[Records from a dataset]
++++++++++++++++++++
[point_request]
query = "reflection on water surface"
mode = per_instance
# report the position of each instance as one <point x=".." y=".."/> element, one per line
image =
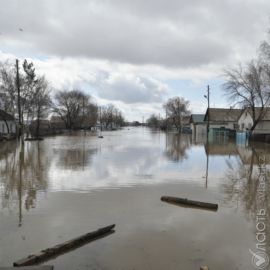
<point x="68" y="185"/>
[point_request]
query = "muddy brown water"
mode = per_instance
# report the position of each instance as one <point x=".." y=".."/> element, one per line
<point x="68" y="185"/>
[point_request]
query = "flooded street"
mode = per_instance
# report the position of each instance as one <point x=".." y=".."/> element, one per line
<point x="69" y="185"/>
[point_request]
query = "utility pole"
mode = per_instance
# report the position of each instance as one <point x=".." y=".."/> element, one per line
<point x="19" y="97"/>
<point x="207" y="134"/>
<point x="208" y="107"/>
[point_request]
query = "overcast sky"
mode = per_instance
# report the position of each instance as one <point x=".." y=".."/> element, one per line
++++++++++++++++++++
- [WORK INSTRUCTIONS]: Give back the entries verbatim. Do not include any picture.

- [COMPLETE RESPONSE]:
[point_request]
query = "reflection on water surface"
mode = per_instance
# report the position of each instance as one <point x=".." y=".."/> element, one per line
image =
<point x="68" y="185"/>
[point_request]
query = "muddy brown water"
mode = per_instance
# report the position of each instance as one <point x=".." y=".."/> element, one per line
<point x="68" y="185"/>
[point_request]
query = "flooded street"
mode = per_instance
# report the position of each instance as one <point x=".." y=".."/> element, one per line
<point x="69" y="185"/>
[point_request]
query = "utility pole"
mode = per_instance
# report the position of each instance as one <point x=".." y=".."/> element, one per line
<point x="19" y="97"/>
<point x="207" y="134"/>
<point x="208" y="107"/>
[point_request]
query = "overcast sky"
mode = per_instance
# report the position of each instance as one <point x=".." y=".."/> element, one per line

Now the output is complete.